TEXT SHOWN:
Blind man with a math degree: December 2023

In this blogpost, I will discuss a formalism for discussing how a given language treats numerics. Let me begin with a warning. This post is a slapdash, amateur attempt to summarize some essential material from linguistics.

The goal of this post is to develop some language for discussing how numbers are treated the language spoken by the native people of Santa Cruz, California in the early 1800s. Recall that in the previous blogpost concluded with a brief look at the information available about the language spoken by native people living in Santa Cruz, California. The record was a short list of vocabulary words, eleven of which were words for numbers, that was recorded in 1878 (approximately three generations after contact with Europeans).

A second source is an April 1860 article published in the California Farmer and Journal of Useful Science. The relevant portion is the vocabulary list displayed below.

Vocabulary list from the California Farmer and Journal of Useful Science
From the California Digital Newspaper Collection

How can we analyze a list like this? We could directly compare this list to other lists of numbers, but this ignores some important structure. Many of the numbers appear to be built out of others. The word for "thirteen" is "capan-üsh" which appears to be formed by appending "üsh" to the word for "three," which is "capan." The words for all of the teens appear to be formed in a similar manner.

This structure is similar to the structure of words for numerals in English. The English word for 21, "twenty-one" is given by concatenating the words "twenty" (for 20) and "one" (for 1). Furthermore, "twenty" is built by modifying "two" to "twen-" and then concatenating this with "-ty."

DATA LINES:

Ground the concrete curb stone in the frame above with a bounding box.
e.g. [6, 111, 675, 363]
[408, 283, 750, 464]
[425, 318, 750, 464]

PROBLEMS TO WORK ON:
A) In the blog post on numerals, what is the word for "three" in the vocabulary list?
B) Summarize the blog post on numerals in two sentences.
C) Reproduce the part of the blog post on numerals between "The goal of" and "list displayed below.", inclusive.

WORKED SOLUTIONS:
A) "Capan."

B) The post sets out to develop language for discussing how numbers were treated in the language spoken by the native people of Santa Cruz, California, in the early 1800s, drawing on an 1878 vocabulary record and an April 1860 list from the California Farmer and Journal of Useful Science. It notes that many of the number words appear to be built from others, such as "capan-üsh" for "thirteen" formed from "capan" for "three," much as English builds "twenty-one" from "twenty" and "one."

C)
The goal of this post is to develop some language for discussing how numbers are treated the language spoken by the native people of Santa Cruz, California in the early 1800s. Recall that in the previous blogpost concluded with a brief look at the information available about the language spoken by native people living in Santa Cruz, California. The record was a short list of vocabulary words, eleven of which were words for numbers, that was recorded in 1878 (approximately three generations after contact with Europeans).

A second source is an April 1860 article published in the California Farmer and Journal of Useful Science. The relevant portion is the vocabulary list displayed below.